Passage:

>>>>>

This book examines webcomics as a complex and dynamic form of self-representation that captures the trends and tendencies of contemporary digital life narrative. Webcomics represent a rich and composite site for autobiography online that allows for experiment with analogue and digital technologies in ways that are fundamentally visual but also mediated, public, and networked. Exploring a broad spectrum of case studies emerging on various digital platforms – including personal blogs, websites, and social media, author Shannon Sandford focuses on wounded bodies, mental illness, graphic medicine, and feminist webcomics to introduce complex questions around self-representation and embodiment. Works covered include: Stuart Campbell's These Memories Won't Last; Allie Brosh's blog Hyperbole and a Half; Alec MacDonald's Instagram account; Kate Beaton's “Regular Life” webcomics on Twitter and Tumblr; MUTHA Magazine (2013–present); and Australian artist Mary Leunig's short series of Facebook webcomics.

Investigating the ways modern webcomics, by inscribing subjects on the edges of representation, signal the urgencies of life narrative as a practice/ discipline that moves into increasingly networked and digital subject positions, this book considers how webcomics uniquely combine visual artistry with modern methods of production, consumption, and circulation. In a contemporary moment fascinated with life narrative in fluctuating digital spaces, Digital and In/Visible Lives in Autobiographical Webcomics considers how webcomics might transition into a representative apparatus to challenge the status quo and engage with subjects marginalised by mainstream media and the digital sphere.

<<<<<

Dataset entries

>>>>>

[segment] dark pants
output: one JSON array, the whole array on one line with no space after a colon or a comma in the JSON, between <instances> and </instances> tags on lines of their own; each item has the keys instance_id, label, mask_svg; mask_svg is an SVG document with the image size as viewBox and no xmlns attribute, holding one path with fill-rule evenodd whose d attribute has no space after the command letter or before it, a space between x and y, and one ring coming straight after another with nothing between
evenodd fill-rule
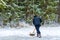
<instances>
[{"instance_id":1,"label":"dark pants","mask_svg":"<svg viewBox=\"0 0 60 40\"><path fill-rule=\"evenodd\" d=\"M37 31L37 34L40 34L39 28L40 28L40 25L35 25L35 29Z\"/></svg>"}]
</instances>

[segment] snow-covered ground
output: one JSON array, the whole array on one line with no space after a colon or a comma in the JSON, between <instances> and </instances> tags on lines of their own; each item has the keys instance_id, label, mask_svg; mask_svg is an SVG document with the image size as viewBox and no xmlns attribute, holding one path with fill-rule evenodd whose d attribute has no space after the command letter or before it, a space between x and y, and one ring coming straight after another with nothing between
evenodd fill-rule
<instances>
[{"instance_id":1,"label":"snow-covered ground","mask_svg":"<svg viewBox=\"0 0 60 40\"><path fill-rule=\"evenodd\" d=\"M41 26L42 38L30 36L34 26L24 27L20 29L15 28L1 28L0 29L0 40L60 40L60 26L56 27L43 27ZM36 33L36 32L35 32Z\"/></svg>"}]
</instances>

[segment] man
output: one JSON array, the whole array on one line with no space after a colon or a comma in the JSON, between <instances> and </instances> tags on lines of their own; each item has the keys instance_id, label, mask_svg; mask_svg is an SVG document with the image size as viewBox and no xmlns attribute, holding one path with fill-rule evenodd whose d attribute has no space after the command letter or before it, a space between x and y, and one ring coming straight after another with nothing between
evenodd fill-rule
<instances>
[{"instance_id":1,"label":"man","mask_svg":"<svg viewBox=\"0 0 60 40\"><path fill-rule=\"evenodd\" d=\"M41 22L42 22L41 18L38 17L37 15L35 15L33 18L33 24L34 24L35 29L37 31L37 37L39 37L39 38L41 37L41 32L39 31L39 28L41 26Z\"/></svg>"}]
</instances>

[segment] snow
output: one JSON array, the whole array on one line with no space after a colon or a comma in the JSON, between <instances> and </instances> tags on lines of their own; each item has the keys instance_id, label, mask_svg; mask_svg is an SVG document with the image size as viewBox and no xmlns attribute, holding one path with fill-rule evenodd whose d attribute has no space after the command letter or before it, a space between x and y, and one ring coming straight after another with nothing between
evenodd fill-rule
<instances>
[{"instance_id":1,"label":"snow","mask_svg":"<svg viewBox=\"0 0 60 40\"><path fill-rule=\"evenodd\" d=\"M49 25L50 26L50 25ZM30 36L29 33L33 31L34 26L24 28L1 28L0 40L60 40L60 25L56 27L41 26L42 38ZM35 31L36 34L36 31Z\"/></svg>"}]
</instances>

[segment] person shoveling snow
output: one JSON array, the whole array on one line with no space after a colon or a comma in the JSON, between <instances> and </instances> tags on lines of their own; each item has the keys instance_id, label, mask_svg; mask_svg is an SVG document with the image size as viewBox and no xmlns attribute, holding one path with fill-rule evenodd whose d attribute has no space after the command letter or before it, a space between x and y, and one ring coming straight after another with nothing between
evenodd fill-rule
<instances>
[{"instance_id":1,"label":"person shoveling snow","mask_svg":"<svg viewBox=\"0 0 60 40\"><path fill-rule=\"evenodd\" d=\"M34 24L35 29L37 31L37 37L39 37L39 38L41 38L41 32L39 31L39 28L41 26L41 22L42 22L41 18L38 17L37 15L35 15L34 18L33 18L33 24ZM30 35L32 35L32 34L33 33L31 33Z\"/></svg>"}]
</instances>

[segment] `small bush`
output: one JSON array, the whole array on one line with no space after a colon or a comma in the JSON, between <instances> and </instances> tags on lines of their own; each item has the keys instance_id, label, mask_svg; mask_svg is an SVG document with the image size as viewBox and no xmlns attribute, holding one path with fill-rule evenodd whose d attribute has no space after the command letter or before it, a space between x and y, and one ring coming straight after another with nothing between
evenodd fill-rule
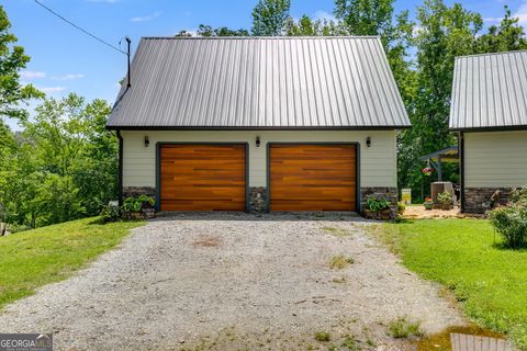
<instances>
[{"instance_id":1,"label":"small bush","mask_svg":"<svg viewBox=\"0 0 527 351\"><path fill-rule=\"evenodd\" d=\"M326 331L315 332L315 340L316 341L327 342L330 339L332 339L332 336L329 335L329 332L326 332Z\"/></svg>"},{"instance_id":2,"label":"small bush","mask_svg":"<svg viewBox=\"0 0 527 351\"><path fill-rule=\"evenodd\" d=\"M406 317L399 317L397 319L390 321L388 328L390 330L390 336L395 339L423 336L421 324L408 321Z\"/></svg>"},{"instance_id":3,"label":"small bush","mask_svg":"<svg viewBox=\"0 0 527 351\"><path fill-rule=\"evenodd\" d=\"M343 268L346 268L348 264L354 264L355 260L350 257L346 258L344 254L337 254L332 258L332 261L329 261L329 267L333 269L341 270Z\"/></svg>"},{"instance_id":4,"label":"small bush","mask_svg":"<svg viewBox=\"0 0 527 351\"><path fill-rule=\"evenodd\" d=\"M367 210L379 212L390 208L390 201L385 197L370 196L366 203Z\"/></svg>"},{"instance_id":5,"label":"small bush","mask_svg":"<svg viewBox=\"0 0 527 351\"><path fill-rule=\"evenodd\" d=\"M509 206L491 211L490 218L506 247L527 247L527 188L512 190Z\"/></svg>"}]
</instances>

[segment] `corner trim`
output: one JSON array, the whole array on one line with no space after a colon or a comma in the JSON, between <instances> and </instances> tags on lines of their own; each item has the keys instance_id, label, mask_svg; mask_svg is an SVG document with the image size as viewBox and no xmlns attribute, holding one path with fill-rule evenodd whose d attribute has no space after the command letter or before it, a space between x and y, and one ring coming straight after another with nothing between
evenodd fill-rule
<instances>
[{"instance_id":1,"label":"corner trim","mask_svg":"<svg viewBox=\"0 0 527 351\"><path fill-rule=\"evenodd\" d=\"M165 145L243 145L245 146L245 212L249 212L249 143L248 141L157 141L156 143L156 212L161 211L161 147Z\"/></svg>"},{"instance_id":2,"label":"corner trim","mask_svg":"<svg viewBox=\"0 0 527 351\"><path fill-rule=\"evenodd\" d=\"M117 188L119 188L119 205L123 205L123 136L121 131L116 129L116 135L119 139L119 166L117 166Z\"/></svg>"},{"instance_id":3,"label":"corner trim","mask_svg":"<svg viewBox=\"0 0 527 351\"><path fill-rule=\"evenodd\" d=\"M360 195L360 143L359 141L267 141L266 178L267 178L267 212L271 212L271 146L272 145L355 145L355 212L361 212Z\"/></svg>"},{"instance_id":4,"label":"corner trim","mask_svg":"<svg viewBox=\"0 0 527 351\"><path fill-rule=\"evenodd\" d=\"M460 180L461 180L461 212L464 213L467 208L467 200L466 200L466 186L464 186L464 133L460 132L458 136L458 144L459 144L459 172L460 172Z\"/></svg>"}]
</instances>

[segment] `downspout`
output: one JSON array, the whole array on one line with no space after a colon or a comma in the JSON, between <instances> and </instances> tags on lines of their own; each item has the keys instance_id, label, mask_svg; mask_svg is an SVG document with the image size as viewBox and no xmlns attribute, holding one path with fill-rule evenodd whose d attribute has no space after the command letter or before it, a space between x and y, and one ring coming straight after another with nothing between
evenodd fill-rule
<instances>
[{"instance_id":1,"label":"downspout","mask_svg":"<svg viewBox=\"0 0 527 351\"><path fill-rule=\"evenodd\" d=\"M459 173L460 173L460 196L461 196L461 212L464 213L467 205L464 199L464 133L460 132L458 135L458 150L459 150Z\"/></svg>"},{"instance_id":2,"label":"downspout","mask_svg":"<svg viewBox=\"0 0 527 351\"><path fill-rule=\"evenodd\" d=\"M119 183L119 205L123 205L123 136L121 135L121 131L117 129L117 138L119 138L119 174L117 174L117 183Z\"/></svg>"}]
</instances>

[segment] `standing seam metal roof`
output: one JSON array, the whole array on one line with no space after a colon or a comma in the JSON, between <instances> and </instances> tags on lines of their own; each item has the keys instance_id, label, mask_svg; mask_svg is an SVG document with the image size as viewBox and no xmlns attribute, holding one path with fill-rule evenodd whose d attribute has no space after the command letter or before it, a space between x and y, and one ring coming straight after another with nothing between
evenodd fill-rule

<<<<<

Requirement:
Write out word for word the part of the webcomics book description starting with "Investigating the ways" and going on through "the digital sphere.".

Completed task:
Investigating the ways modern webcomics, by inscribing subjects on the edges of representation, signal the urgencies of life narrative as a practice/ discipline that moves into increasingly networked and digital subject positions, this book considers how webcomics uniquely combine visual artistry with modern methods of production, consumption, and circulation. In a contemporary moment fascinated with life narrative in fluctuating digital spaces, Digital and In/Visible Lives in Autobiographical Webcomics considers how webcomics might transition into a representative apparatus to challenge the status quo and engage with subjects marginalised by mainstream media and the digital sphere.